• Source text:
——

Instead, should this proposal become an actual CMS rule, we'll get years and years of fighting over whether one single quality benchmark is fair or draconian, coupled with plenty of creative rule-dodging and lawsuits, and absolutely zero political will to address anything else. 


It's easy to see why both advocates and regulators focus on something like the staffing minimum. It's a quick, straightforward way to measure quality in nursing homes that any layman can understand, and it's frankly shocking that one doesn't already exist on the federal level. For experts and curious citizens alike, it's a glowing red line that separates the "best" from the "worst," the compliant with the non-compliant, the "good apples" from the "bad apples."


But in a reality where very little gets done in Washington and most people, even elected officials, don't want to think about aging or elders at all, expending political capital on a single metric was never going to make anyone happy. 


In fact, much like the Andrew Cuomo circus that reappears every time nursing home regulations are debated on the federal level, the mandate melee has served as a convenient distraction from fundamentally reshaping the industry.

——

• Assignment:
Copy out the full text on the nursing home staffing minimum word for word.

[Stored items]
——

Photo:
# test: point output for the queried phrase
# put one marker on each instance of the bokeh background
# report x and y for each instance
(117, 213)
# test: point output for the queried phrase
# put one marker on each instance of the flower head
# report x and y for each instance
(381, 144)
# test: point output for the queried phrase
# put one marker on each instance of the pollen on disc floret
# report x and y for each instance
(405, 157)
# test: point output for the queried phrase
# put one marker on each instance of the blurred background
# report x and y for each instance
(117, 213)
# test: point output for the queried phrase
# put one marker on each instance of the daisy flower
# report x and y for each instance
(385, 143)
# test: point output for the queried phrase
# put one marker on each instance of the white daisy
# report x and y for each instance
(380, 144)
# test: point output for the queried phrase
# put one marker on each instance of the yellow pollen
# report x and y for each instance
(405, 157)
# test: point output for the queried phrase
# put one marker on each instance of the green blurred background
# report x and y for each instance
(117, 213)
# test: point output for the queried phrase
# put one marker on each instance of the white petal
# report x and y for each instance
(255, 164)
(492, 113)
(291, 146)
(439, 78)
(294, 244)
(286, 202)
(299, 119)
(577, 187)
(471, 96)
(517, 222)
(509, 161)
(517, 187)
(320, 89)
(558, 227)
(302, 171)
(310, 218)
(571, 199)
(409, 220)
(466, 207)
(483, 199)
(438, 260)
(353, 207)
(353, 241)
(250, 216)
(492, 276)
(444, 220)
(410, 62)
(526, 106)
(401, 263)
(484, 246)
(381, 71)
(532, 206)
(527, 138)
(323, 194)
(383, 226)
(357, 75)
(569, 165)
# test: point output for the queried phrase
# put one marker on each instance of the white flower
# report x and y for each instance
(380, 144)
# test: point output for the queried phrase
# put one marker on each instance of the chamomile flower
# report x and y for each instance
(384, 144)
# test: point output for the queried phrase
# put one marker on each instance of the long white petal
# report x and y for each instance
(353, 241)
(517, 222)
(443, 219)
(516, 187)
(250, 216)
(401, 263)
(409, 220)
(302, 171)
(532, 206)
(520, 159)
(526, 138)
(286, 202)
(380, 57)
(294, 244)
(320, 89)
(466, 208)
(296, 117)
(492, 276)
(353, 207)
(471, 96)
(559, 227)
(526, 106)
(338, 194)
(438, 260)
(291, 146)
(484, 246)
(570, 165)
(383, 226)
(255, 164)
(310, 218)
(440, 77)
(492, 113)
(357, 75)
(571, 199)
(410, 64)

——

• Output of the task:
Instead, should this proposal become an actual CMS rule, we'll get years and years of fighting over whether one single quality benchmark is fair or draconian, coupled with plenty of creative rule-dodging and lawsuits, and absolutely zero political will to address anything else. 


It's easy to see why both advocates and regulators focus on something like the staffing minimum. It's a quick, straightforward way to measure quality in nursing homes that any layman can understand, and it's frankly shocking that one doesn't already exist on the federal level. For experts and curious citizens alike, it's a glowing red line that separates the "best" from the "worst," the compliant with the non-compliant, the "good apples" from the "bad apples."


But in a reality where very little gets done in Washington and most people, even elected officials, don't want to think about aging or elders at all, expending political capital on a single metric was never going to make anyone happy. 


In fact, much like the Andrew Cuomo circus that reappears every time nursing home regulations are debated on the federal level, the mandate melee has served as a convenient distraction from fundamentally reshaping the industry.